▼▼▼

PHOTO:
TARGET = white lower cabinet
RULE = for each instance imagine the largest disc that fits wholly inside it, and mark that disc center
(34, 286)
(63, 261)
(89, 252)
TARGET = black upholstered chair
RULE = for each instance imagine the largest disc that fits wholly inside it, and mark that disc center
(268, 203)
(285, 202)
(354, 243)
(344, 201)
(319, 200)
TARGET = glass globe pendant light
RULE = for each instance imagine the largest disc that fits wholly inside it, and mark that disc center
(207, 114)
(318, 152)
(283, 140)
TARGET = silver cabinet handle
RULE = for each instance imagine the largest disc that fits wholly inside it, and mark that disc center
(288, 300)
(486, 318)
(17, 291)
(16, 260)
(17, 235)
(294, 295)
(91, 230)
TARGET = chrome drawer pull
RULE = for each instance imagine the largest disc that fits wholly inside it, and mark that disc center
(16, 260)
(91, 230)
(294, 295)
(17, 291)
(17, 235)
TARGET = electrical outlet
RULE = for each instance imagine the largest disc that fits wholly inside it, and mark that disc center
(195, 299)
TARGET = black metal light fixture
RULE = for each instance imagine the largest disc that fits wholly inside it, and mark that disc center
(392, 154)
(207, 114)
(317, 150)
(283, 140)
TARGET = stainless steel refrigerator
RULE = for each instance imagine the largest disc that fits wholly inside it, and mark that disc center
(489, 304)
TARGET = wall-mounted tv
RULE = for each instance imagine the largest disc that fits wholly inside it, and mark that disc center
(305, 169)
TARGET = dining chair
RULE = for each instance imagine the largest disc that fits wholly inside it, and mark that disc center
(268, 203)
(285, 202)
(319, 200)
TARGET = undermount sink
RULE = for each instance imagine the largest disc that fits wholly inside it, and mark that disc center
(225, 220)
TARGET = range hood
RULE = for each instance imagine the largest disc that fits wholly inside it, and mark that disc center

▲▲▲

TASK GOAL ::
Copy the data above line for line, changing nothing.

SOLVED PROBLEM ::
PHOTO:
TARGET = white lower cabinet
RULE = for each instance imagine the largest disc that fits wholly inside it, and mark that disc center
(34, 286)
(63, 261)
(89, 252)
TARGET = black upholstered chair
RULE = for each instance imagine the largest disc that fits wholly inside it, and mark that disc center
(268, 203)
(285, 202)
(354, 243)
(344, 201)
(319, 200)
TARGET = glass globe pendant light
RULE = for each instance imagine the largest disc that fits wholly inside it, and mark that disc center
(207, 114)
(318, 152)
(283, 140)
TARGET = silver cabinet handle
RULE = for each instance imagine the largest disc that fits wholly inside it, and mark that disc center
(288, 300)
(486, 318)
(17, 291)
(16, 260)
(17, 235)
(294, 295)
(91, 230)
TARGET = chrome drawer pull
RULE = for each instance imagine the largest disc that fits wholly inside it, and mark that disc center
(16, 260)
(91, 230)
(294, 295)
(17, 291)
(17, 235)
TARGET = electrical outlet
RULE = for each instance imagine the largest disc that fits wholly inside it, and mark that disc center
(195, 299)
TARGET = black metal light fixture
RULE = for each instance imagine the largest disc that fits wholly inside it, and mark that disc center
(392, 154)
(207, 114)
(317, 150)
(283, 140)
TARGET = stainless steel refrigerator
RULE = for each instance imagine the largest disc that fits wholly inside it, and mark that disc center
(489, 304)
TARGET = wall-mounted tv
RULE = for each instance imagine the largest disc that fits wholly inside it, and mark that disc center
(305, 169)
TARGET = dining chair
RULE = for each instance imagine the largest disc that fits wholly inside it, and mark that disc center
(268, 203)
(285, 202)
(319, 200)
TARGET = undermount sink
RULE = for each instance imagine the largest disc that fits wholly inside it, and mark that disc center
(225, 220)
TARGET = range hood
RULE = for each instance imagine the largest disc that fits wholly inside it, and mark that disc center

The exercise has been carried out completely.